In Colorado, for the first time since the 2012 Aurora theater shooting, which led Democratic lawmakers here to ban high-capacity gun magazines the following year and resulted in recall elections that pushed out two lawmakers who led the charge, gun issues in Colorado have played an outsized role in state politics on both sides of the debate. The state’s Republican House Minority Leader, Rep. Patrick Neville, a Columbine survivor, met with Trump shortly after Democrats here killed a bill he wrote that would have allowed concealed weapons in schools.

Last week, following hours of emotional testimony, Republicans in the Colorado Senate killed a bill that would have banned bump stocks. The vote came down 3-2 in a GOP-controlled committee and fell along party lines.

“Government can rarely make a big impact on these issues,” said Republican Sen. Owen Hill of conservative El Paso County who is running for Congress. He said he came down on the side of freedom. Fellow Republicans on the panel Vickie Marble of Fort Collins and Jerry Sonnenberg of Sterling voted with him to squash the proposed law, which was introduced by Colorado Springs Democratic Sen. Mike Merrifield, a vocal gun-safety advocate.

Republicans control the state Senate by one seat, which means leadership can assign bills to certain committees, known as “kill committees,” which is where the bump-stock ban bill wound up.

Related: Littwin: State Senate’s decision to kill bump-stock ban should count as campaign gift for Dems

Gun politics has also taken root on the campaign trail in this year’s big governor’s race in the aftermath of the Parkland, Florida school shooting that left 17 dead on Valentine’s Day.

For the Democrats running for governor in Colorado, gun bans take center stage

While the leading Democratic candidates for governor are all on the same page on banning them, a Colorado Independent survey of the Republicans running showed some daylight.

Attorney General Cynthia Coffman, for instance, says if she was governor she would sign a state law banning them.

“I don’t think we should have bump stocks,” she said.

That’s a bit different than State Treasurer Walker Stapleton’s stance. While he says he supports Trump’s decision to ban them through the ATF, “I do not support legislative action by the state.”

Doug Robinson, a retired investment banker and first-time candidate, says he would ban bump stocks at the state level, according to a campaign spokeswoman who said Robinson believes allowing their use is a loophole that should be closed.

Republican Larimer County Commissioner Lew Gaiter said he would not sign a bill banning bump stocks if he were governor. “I think the people are the problem not the guns,” he said.

Steve Barlock, who once said the only thing that could turn him against Trump was if Trump turned against the NRA, says he would look to how the president ends up handling bump stocks.

“Right now I can understand my farmers wanting bump stocks to shoot prairie dogs on farms because it makes it a little easier,” he said. But, “I’ll follow Donald Trump’s lead on bump stocks.”

Republican Greg Lopez, the former mayor of Parker, says he is undecided on the issue and would have to look more closely at any piece of potential legislation before weighing in. It could be a slippery slope, he says.

A spokesman for Attorney General Cynthia Coffman’s campaign said she was unavailable to answer by the time this story was posted, and a spokeswoman for businessman Barry Farah didn’t immediately respond to a message.

#### EXERCISE TASK 1
Set down the passage of the article on Colorado gun politics from "In Colorado, for" up to and including "weapons in schools.", word for word.
#### EXERCISE TASK 2
For each of the following statements, answer yes or no according to the article on Colorado gun politics, and quote the words that settle it. (a) The bump-stock ban bill was defeated by a 3-2 committee vote. (b) Lew Gaiter said he would sign a bill banning bump stocks as governor. (c) Walker Stapleton opposes state legislative action on bump stocks.

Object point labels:
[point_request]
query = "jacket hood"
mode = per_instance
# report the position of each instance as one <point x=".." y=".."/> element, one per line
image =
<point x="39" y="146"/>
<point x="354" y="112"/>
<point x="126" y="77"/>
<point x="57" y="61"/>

#### RIGHT ANSWER 1
In Colorado, for the first time since the 2012 Aurora theater shooting, which led Democratic lawmakers here to ban high-capacity gun magazines the following year and resulted in recall elections that pushed out two lawmakers who led the charge, gun issues in Colorado have played an outsized role in state politics on both sides of the debate. The state’s Republican House Minority Leader, Rep. Patrick Neville, a Columbine survivor, met with Trump shortly after Democrats here killed a bill he wrote that would have allowed concealed weapons in schools.

#### RIGHT ANSWER 2
(a) Yes: "The vote came down 3-2 in a GOP-controlled committee and fell along party lines."
(b) No: "Republican Larimer County Commissioner Lew Gaiter said he would not sign a bill banning bump stocks if he were governor."
(c) Yes: "I do not support legislative action by the state."